**Source information:**
((

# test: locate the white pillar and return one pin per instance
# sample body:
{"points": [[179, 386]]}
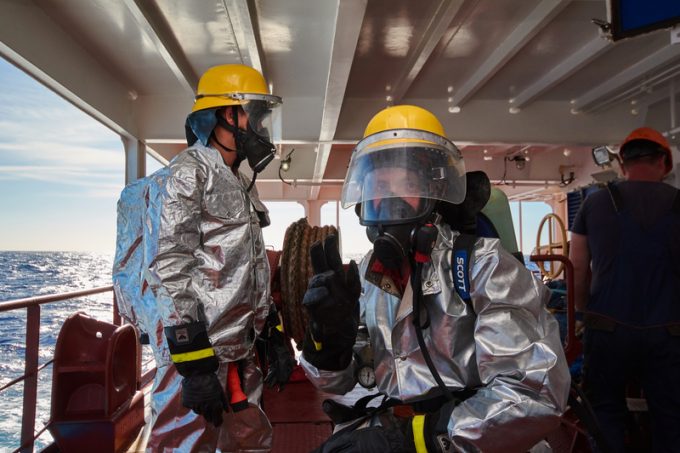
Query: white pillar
{"points": [[135, 159], [313, 211]]}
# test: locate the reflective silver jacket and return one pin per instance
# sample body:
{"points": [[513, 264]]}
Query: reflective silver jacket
{"points": [[504, 343], [190, 247]]}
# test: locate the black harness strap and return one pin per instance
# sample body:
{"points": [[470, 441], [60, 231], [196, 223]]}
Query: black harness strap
{"points": [[676, 203]]}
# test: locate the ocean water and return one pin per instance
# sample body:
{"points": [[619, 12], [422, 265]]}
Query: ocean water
{"points": [[26, 274]]}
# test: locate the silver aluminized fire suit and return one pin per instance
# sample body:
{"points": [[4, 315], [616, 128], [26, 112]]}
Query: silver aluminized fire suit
{"points": [[504, 343], [190, 248]]}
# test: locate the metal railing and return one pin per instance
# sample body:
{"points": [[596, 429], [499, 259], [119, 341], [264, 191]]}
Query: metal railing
{"points": [[31, 368]]}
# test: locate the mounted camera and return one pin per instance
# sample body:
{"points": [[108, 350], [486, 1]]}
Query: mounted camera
{"points": [[602, 156]]}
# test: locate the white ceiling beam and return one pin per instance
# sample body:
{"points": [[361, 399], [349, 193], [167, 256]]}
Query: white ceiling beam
{"points": [[244, 32], [440, 18], [350, 16], [647, 65], [528, 28], [152, 24], [65, 67], [562, 71]]}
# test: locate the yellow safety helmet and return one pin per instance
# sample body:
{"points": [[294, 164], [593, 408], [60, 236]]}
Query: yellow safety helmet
{"points": [[411, 138], [404, 117], [232, 85]]}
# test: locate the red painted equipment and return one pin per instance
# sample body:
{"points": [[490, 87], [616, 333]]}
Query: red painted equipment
{"points": [[96, 401], [237, 399]]}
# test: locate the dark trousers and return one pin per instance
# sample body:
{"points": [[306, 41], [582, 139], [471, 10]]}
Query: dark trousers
{"points": [[649, 356]]}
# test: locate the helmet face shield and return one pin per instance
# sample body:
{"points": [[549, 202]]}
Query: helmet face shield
{"points": [[263, 118], [417, 170]]}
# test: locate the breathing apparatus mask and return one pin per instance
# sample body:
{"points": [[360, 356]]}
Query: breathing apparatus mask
{"points": [[395, 178], [252, 143], [232, 90]]}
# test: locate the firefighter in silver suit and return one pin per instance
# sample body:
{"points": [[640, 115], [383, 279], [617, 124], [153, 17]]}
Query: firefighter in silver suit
{"points": [[201, 291], [464, 350]]}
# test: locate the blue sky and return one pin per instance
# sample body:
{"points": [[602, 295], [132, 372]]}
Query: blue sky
{"points": [[61, 173]]}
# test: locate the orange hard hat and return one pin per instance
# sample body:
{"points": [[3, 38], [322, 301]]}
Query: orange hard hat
{"points": [[651, 135]]}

))

**Work request:**
Set each line of the records down again exactly as it reads. Omit the pictures.

**Answer to this task:**
# test: locate the white pillar and return one pin per instance
# sample body:
{"points": [[179, 386]]}
Query: white pillar
{"points": [[135, 159], [313, 211]]}
# test: locate the reflective silver jacket and return one pin per instance
# sample body:
{"points": [[513, 264]]}
Query: reflective silver jacket
{"points": [[504, 343], [190, 247]]}
# test: locate the black harness strap and return one pin per instance
# sample body:
{"points": [[470, 441], [60, 231], [196, 223]]}
Query: black harness strap
{"points": [[676, 203]]}
# test: locate the ocean water and return one pin per instance
# sample body:
{"points": [[619, 12], [422, 265]]}
Query: ocean water
{"points": [[26, 274]]}
# test: locate the silver aluminized fire suit and return one pin per instance
# sample body:
{"points": [[4, 315], [616, 128], [26, 112]]}
Query: silver aluminized fire suit
{"points": [[504, 343], [190, 248]]}
# test: locate the metal railing and return one pin per instance
# sample body:
{"points": [[596, 429], [499, 259], [119, 341], [264, 191]]}
Query: metal railing
{"points": [[31, 368]]}
# test: locate the mounted camera and return one pin per instance
# sample body:
{"points": [[108, 350], [486, 1]]}
Query: mounted camera
{"points": [[602, 156]]}
# test: locate the white ceiling beam and return one pin per instance
# sample body:
{"points": [[361, 399], [349, 193], [167, 256]]}
Query: white ceiling beam
{"points": [[244, 32], [440, 18], [350, 16], [647, 65], [528, 28], [152, 24], [65, 67], [562, 71]]}
# test: locate the yellow safety helmet and return one pin per instance
# sample body:
{"points": [[294, 164], [593, 408], [60, 236]]}
Query: yellow safety helmet
{"points": [[411, 138], [404, 117], [232, 85]]}
# test: locate the red painted equipment and return one pin per instance
# sample body:
{"points": [[490, 87], [616, 333]]}
Query: red painted equipment
{"points": [[96, 401], [237, 399]]}
# test: locate the dark trousers and return one pin per instance
# sample body:
{"points": [[306, 41], [582, 139], [471, 10]]}
Query: dark trousers
{"points": [[649, 356]]}
# test: locate the helmet face shield and return one pin per instance
# sample body:
{"points": [[549, 202]]}
Query: helmet face shield
{"points": [[263, 118], [417, 170]]}
# test: locate the breathing apparatus mask and return one pin per instance
# sample body:
{"points": [[360, 356]]}
Query: breathing apparatus mask
{"points": [[395, 178], [252, 143], [232, 90]]}
# test: locate the firefighter in silver suit and return one pin per instance
# sample body:
{"points": [[640, 115], [383, 279], [617, 124], [153, 17]]}
Query: firefighter in silver suit
{"points": [[201, 291], [464, 350]]}
# test: locate the blue sky and return one pin per instance
# sample body:
{"points": [[602, 295], [132, 372]]}
Query: blue sky
{"points": [[61, 173]]}
# test: locate the orange hard hat and return one pin per instance
# sample body:
{"points": [[3, 38], [322, 301]]}
Query: orange hard hat
{"points": [[651, 135]]}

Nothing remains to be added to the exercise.